• PROBLEM TO WORK ON: Output every entry below word for word, minus the images.

• DATA EXTRACT:
|---|

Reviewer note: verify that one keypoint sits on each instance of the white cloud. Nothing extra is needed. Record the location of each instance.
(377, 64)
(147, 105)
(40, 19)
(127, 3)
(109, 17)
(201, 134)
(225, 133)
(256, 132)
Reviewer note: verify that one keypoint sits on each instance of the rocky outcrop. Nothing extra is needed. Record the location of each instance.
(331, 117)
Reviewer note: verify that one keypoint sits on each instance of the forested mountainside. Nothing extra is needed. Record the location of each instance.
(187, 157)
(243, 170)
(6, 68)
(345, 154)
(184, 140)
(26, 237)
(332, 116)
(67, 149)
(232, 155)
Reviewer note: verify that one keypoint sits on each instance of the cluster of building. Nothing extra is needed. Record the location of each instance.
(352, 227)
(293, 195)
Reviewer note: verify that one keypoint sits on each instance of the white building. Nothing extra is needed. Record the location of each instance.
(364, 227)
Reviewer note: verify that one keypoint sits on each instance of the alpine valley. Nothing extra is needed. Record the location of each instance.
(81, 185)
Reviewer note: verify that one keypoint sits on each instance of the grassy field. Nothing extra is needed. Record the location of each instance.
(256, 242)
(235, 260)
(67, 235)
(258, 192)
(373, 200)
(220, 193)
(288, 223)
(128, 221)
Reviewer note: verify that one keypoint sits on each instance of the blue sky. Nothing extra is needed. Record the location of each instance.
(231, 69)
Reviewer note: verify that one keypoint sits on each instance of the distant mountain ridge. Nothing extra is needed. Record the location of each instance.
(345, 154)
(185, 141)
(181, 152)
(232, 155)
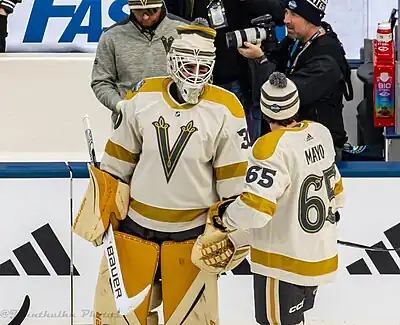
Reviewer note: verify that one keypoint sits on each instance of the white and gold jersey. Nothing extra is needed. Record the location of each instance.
(292, 191)
(179, 158)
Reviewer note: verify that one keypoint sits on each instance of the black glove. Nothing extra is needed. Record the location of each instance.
(9, 5)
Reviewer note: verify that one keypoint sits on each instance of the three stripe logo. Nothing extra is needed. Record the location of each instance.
(383, 261)
(30, 260)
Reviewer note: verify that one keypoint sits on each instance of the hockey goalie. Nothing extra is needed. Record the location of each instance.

|---|

• RESULT:
Reviewer note: verify that one keypoint sits on each instance of the white cloud. Nothing extra is needed. Record the location of each instance.
(377, 64)
(147, 105)
(40, 19)
(127, 3)
(109, 17)
(201, 134)
(225, 133)
(256, 132)
Reviewer note: verify that one keypoint sits on each instance of the rocky outcrop. Nothing extra is needed. Record the location of each instance.
(331, 117)
Reviewer note: verify that one keypoint sits on each instance of the forested mountainside. Nothing extra is needed. Record the location of each instance.
(187, 157)
(243, 170)
(6, 68)
(345, 154)
(184, 140)
(26, 237)
(332, 116)
(67, 149)
(232, 155)
Reviewer note: verify that one keypoint sits on each instance of the cluster of building. Nothing extra is needed. Record the location of each instance.
(352, 227)
(293, 195)
Reviewer note: verify that one keypoint sits on each instance of the white building. Nothing extra is needed. Record the location of each instance.
(364, 227)
Reviewer note: verify that one keypoint sits on each instance of the alpine valley. Nothing extra is needed. Record the location of each instance.
(81, 185)
Reviewer note: verify that one keypoint sits on each instance of the grassy field. Nothing extra is needed. Record the location of each instance.
(256, 242)
(235, 260)
(67, 235)
(258, 192)
(373, 200)
(220, 193)
(288, 223)
(128, 221)
Reviewer note: verify that one keypoint sits on each instance of the blue sky. Nothing extra is needed. Record the location of each instance.
(231, 69)
Reviewer note: verify that one keypoint sits on each instance of the distant mountain ridge. Nothing extra is needed. Record the location of each instance.
(345, 154)
(185, 141)
(181, 152)
(232, 155)
Reviewer note: verify that one keypoint sits on each instance of the white and gold jersey. Nothing extra is needed. Record the location of each instance.
(292, 191)
(179, 158)
Reviewer note: verify that one keypoint sits on each instance of the black glove. Nothing extra is needed. Record the location of each instance.
(9, 5)
Reviewer note: verify that one keypoint sits on each instance of the three stripe logo. Nothing extra is needed. Record the location of each instance.
(383, 261)
(30, 260)
Reviewer note: verify that one keypoint sits on each instance of the hockey goalie. Nothing extra is needed. Record the location of each instance.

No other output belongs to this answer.